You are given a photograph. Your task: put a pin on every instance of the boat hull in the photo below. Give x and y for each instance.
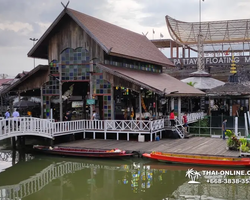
(80, 152)
(200, 160)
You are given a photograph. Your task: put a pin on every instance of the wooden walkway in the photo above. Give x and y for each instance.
(194, 145)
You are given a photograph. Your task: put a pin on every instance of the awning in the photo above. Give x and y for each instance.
(159, 83)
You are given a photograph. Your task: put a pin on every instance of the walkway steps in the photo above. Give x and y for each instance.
(193, 145)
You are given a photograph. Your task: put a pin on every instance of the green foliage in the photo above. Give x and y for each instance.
(191, 83)
(229, 133)
(233, 142)
(201, 124)
(244, 145)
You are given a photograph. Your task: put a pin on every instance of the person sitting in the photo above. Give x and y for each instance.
(172, 118)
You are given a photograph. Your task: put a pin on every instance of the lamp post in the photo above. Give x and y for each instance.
(34, 40)
(200, 63)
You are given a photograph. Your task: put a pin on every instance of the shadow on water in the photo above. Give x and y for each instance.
(38, 177)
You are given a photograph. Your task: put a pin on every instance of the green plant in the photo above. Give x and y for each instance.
(244, 147)
(200, 126)
(230, 142)
(229, 133)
======
— What to do —
Output the records exactly, and let none of their pictures appear in the copy.

— Output of the task —
You are given a photograph. Your task: put a pin on every instance of the boat hull in the photo below. Give x and y for each instance.
(80, 152)
(200, 160)
You are given a photograph. Your task: put a pin on every instance of the wooden walkway in the photo above. Give x and y for each instance.
(194, 145)
You are given a photograph. Your task: put a pin on every instance of the awning in the photo above. Give x and y for each instance.
(159, 83)
You are given a photograph. Your task: put a pin on every instance of the walkway steps in the photo above. Give x and y for each instance.
(193, 145)
You are given a photograph. Your task: put a pin on every instance of the green foliage in the photo above. Give x and y for each instance.
(191, 83)
(229, 133)
(233, 142)
(201, 124)
(244, 145)
You are given a photograph. Your task: put a pin on every instance of the person sitting in the photo above. Give x and y for each instance.
(172, 118)
You are given a photograph. Your task: put a pin on every instance of the lamp post in the photo above. Give x and y for each instance.
(34, 40)
(200, 63)
You are given a photograph. Your task: put a pin on every instance of the shadow on water in the photo above. Give x and y for each instance.
(38, 177)
You are given a photograph. Your task: put a pin on every instance of the green plant in the photo above. Give x and y for each instance.
(244, 147)
(200, 126)
(230, 142)
(229, 133)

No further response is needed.